(ACTIVITY) Extract all of the entries and give them again, word for word.

====== DATA SHOWN

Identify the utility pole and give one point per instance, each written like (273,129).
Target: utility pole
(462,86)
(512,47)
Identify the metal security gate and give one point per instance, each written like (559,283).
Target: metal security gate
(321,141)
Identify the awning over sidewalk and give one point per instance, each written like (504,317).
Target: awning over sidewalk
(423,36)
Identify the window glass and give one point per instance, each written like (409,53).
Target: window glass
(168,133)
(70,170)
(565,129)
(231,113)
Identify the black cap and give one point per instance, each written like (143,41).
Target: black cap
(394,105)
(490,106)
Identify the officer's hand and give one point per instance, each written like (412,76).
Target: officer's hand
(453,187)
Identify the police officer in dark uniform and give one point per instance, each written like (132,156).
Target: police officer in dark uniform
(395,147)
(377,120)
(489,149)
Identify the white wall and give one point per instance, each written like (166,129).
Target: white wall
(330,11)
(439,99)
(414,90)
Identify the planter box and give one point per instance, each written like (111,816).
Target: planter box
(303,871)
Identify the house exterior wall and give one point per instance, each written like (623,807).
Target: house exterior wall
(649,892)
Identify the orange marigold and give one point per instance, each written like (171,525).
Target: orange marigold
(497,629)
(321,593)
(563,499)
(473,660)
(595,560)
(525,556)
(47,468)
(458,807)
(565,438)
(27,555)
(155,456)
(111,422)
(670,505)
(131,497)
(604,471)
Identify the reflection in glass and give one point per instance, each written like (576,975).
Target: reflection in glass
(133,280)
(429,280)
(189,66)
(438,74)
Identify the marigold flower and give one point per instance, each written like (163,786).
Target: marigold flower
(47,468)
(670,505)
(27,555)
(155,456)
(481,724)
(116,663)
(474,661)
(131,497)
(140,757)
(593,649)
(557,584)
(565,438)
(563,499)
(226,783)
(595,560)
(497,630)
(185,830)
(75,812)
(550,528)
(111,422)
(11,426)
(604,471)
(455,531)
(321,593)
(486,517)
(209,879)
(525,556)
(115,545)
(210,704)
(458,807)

============

(RESPONSE TO THE EXERCISE)
Identify the utility pole and give one point per instance, each written like (273,129).
Target: utility pole
(462,86)
(512,47)
Identify the metal security gate and give one point per instance, each written like (559,283).
Target: metal security gate
(321,141)
Identify the awning over sidewalk and give one point per instance, each written like (504,317).
Target: awning over sidewalk
(423,36)
Identify the window glass and give one point per instance, each written like (409,53).
Target: window glass
(168,133)
(70,170)
(565,129)
(231,113)
Identify the black cap and give one point per instance, each written like (143,41).
Target: black cap
(394,105)
(490,106)
Identify the officer's hand and give one point per instance, each written like (412,76).
Target: officer's hand
(453,187)
Identify the police officer in dark uniform and give one point per instance, each written like (132,156).
Target: police officer in dark uniform
(395,147)
(377,120)
(489,149)
Identify the white wall and give one point per instance, each written like (166,129).
Target: white wall
(330,11)
(439,99)
(414,90)
Identify the planter box and give one point per instance, each written like (111,816).
Target: planter box
(303,871)
Identify the house exterior wall and give one point per instance, each written like (623,807).
Target: house exterior wall
(649,892)
Identify the orange marigold and give one point per instance, each written like (171,525).
Target: orange marigold
(497,629)
(321,593)
(563,499)
(473,660)
(595,560)
(525,556)
(47,468)
(458,807)
(565,438)
(27,555)
(155,456)
(111,422)
(670,505)
(131,497)
(604,471)
Identify the reflection in glass and give one point per instance, each written like (576,975).
Target: reflection in glass
(133,280)
(429,280)
(189,66)
(438,74)
Identify the marigold flower and give one point per instance, each written like (163,786).
Target: marigold flower
(47,468)
(670,505)
(27,555)
(155,456)
(481,724)
(116,663)
(474,661)
(131,497)
(140,757)
(593,649)
(557,584)
(565,438)
(563,499)
(226,783)
(595,560)
(497,630)
(185,830)
(75,812)
(550,528)
(111,422)
(11,426)
(604,471)
(455,531)
(321,593)
(486,517)
(209,879)
(525,556)
(115,545)
(210,704)
(458,807)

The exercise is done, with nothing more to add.